### Data for processing
****************************************

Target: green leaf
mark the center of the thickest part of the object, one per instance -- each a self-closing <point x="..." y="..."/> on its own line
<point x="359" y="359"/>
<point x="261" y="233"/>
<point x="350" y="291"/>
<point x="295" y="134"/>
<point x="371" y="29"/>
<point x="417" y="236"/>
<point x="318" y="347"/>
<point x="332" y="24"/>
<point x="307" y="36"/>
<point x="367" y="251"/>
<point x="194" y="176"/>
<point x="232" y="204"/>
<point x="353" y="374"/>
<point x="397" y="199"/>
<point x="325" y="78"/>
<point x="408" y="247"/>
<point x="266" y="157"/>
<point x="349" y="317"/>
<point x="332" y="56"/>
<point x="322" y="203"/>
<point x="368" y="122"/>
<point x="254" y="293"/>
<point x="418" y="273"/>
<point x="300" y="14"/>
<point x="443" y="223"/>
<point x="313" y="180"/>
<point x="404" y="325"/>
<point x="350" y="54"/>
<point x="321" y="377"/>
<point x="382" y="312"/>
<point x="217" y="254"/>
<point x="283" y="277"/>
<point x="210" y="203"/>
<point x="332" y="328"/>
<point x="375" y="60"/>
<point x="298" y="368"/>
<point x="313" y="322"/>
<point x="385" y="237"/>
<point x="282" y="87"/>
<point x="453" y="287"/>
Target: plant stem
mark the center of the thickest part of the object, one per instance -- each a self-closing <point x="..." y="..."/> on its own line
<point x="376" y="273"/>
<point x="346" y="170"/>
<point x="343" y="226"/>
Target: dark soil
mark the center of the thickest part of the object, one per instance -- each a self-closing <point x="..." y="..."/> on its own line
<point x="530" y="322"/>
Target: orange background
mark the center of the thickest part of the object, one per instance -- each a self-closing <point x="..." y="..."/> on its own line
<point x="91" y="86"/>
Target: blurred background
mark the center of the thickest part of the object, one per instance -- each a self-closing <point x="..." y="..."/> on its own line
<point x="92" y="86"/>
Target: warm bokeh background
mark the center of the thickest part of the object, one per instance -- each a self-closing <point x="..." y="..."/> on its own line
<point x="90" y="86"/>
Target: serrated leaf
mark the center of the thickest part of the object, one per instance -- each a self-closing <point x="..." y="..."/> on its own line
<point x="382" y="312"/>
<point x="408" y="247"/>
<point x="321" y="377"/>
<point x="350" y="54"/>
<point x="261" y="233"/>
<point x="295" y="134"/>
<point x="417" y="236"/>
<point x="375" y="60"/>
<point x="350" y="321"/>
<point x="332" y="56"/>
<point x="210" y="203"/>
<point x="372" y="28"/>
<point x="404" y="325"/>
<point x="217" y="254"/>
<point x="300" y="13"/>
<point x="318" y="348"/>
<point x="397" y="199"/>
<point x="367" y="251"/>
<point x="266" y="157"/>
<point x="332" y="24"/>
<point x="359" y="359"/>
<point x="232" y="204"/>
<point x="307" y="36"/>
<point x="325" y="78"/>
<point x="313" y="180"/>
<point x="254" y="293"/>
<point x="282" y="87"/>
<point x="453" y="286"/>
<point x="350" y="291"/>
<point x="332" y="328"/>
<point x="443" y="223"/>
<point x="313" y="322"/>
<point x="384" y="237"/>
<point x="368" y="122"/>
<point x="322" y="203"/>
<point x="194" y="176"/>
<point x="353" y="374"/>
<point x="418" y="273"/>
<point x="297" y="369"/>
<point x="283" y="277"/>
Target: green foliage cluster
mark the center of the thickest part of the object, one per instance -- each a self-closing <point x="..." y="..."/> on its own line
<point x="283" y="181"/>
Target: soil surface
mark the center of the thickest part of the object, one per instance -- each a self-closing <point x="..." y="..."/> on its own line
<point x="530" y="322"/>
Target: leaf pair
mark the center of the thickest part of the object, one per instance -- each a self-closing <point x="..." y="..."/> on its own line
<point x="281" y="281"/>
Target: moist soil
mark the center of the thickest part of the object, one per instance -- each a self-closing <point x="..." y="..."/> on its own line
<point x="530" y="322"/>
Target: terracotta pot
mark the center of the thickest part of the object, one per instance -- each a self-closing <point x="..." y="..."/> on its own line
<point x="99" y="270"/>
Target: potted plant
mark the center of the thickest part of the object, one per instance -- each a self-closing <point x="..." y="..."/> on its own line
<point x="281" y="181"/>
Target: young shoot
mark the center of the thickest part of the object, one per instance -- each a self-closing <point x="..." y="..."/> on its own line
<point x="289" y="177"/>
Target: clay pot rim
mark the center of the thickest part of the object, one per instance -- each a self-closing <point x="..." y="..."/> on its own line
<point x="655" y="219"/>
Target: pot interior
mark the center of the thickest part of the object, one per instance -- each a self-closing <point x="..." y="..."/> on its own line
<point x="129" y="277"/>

****************************************

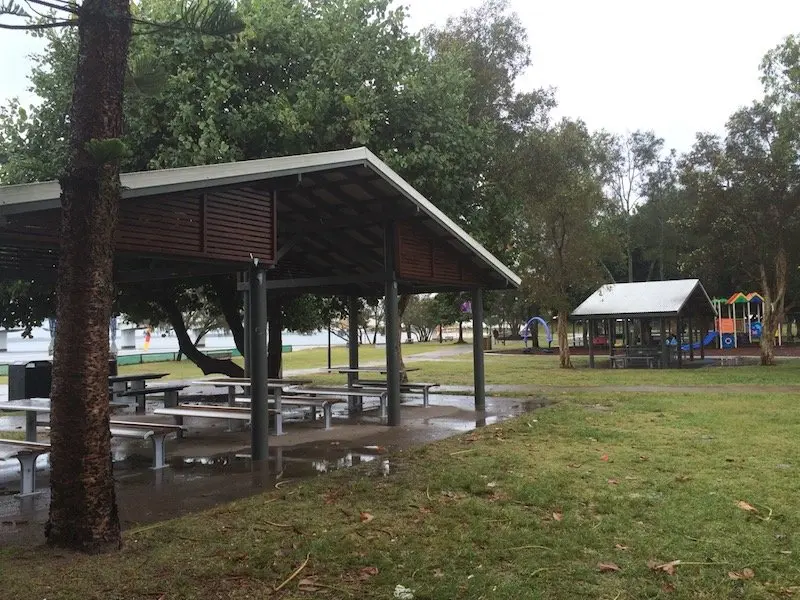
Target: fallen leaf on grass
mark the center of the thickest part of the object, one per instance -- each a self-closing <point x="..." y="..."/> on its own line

****************************************

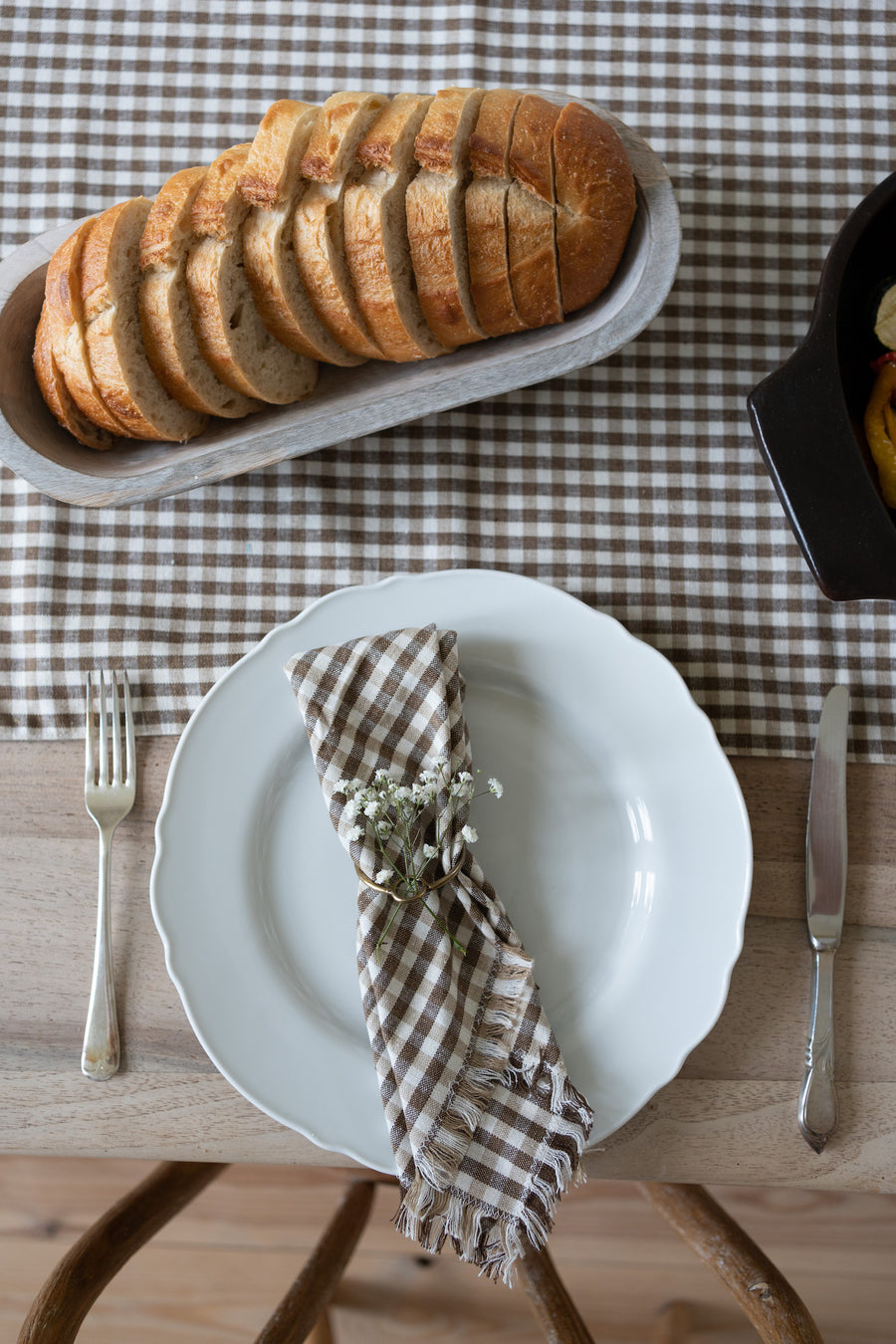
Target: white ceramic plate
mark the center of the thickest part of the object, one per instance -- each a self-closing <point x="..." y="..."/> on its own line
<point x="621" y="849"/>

****************************************

### Task statement
Count the lines of the records above that contain the string "leaf", matching case exactly. Reply with the number only.

### Task result
4